— Source records —
-- Opening Marker --
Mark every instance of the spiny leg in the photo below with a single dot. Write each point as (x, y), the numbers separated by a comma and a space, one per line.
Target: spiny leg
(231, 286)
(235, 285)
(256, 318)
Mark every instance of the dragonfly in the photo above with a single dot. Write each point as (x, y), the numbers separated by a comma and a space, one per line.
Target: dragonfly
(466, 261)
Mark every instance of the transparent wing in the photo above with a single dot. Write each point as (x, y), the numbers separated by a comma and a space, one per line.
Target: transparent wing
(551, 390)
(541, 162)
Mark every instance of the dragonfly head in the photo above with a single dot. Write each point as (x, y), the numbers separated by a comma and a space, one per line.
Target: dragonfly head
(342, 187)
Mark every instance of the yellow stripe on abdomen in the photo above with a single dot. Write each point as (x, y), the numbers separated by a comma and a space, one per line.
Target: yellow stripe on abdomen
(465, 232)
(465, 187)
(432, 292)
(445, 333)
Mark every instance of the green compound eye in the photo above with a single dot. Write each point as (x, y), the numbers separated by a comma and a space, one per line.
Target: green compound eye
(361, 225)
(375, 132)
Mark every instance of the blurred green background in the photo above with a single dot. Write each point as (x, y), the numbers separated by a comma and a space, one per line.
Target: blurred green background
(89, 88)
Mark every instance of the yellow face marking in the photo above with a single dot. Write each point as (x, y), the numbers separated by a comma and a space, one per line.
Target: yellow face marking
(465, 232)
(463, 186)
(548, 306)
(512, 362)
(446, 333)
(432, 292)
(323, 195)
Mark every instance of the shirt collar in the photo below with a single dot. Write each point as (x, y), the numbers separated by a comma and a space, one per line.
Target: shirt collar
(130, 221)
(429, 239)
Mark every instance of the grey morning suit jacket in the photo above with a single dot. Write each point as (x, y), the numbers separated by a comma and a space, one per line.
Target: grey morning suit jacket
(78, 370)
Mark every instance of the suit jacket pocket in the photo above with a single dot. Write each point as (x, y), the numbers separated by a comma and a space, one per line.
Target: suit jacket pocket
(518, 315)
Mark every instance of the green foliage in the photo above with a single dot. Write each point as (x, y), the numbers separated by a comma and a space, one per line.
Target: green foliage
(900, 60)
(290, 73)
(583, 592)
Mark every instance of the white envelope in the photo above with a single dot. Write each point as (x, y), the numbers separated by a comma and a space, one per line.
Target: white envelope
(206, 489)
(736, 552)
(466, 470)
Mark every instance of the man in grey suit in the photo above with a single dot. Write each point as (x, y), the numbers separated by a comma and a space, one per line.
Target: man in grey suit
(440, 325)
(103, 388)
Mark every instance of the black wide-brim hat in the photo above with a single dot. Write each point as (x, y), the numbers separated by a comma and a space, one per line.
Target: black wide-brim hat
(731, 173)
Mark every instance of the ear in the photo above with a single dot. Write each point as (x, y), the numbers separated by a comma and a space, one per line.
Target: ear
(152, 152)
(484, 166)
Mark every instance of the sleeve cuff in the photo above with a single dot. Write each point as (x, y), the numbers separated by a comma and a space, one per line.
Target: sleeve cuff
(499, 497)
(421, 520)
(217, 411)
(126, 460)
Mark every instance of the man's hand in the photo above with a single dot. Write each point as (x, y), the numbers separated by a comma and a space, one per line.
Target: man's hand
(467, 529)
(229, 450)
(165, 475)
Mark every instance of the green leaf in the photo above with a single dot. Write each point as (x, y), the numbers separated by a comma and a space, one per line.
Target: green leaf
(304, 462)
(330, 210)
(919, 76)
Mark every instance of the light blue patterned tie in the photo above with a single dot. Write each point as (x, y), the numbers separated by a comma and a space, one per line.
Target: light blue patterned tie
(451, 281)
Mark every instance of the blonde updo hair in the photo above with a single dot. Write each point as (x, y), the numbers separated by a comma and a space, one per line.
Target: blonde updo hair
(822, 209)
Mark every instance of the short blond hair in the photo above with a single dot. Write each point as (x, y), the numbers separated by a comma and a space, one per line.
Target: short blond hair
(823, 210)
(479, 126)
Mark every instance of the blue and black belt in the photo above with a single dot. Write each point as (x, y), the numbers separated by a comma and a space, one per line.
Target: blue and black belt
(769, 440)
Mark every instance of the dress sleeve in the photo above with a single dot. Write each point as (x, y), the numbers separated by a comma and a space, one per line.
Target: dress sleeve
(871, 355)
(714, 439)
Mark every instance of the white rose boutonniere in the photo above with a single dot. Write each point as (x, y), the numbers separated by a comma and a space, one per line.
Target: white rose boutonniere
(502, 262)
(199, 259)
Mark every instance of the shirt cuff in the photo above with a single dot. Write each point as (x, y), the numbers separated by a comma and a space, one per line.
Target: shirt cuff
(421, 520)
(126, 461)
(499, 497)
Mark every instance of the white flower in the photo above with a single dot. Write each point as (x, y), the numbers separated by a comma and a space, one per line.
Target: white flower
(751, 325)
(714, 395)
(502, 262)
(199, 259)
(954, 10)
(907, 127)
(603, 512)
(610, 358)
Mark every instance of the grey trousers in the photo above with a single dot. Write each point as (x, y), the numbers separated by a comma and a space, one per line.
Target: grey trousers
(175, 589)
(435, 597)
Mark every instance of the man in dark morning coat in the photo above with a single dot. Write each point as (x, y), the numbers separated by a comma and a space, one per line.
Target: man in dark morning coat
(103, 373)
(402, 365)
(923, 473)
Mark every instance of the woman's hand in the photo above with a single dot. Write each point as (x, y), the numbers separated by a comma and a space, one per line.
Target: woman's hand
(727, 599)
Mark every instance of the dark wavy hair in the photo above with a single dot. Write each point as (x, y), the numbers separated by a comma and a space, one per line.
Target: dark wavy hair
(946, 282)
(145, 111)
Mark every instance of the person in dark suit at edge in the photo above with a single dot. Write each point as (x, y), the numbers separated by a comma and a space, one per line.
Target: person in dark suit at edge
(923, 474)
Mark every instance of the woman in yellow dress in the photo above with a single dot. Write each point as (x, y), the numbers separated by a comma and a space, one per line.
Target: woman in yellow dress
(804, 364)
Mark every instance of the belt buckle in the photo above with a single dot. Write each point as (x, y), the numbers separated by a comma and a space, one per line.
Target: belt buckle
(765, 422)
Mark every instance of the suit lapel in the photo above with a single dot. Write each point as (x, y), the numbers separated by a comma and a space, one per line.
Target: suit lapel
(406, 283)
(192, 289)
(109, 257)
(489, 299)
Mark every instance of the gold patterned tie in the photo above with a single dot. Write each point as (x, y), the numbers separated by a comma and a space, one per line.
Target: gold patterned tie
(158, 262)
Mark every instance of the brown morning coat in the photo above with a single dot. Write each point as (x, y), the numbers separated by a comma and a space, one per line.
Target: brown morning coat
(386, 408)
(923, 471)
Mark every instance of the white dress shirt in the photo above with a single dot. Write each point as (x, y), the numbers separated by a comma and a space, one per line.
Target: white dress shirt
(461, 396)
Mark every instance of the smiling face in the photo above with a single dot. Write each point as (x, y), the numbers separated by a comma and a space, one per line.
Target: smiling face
-- Closing Marker --
— What needs to be done —
Find the lines above that include the string "smiling" and copy them.

— Response box —
Mark every instance of the smiling face in the photo above with a single dot. Write each point as (x, y), the numbers separated by a comma and a space, one per line.
Target: smiling face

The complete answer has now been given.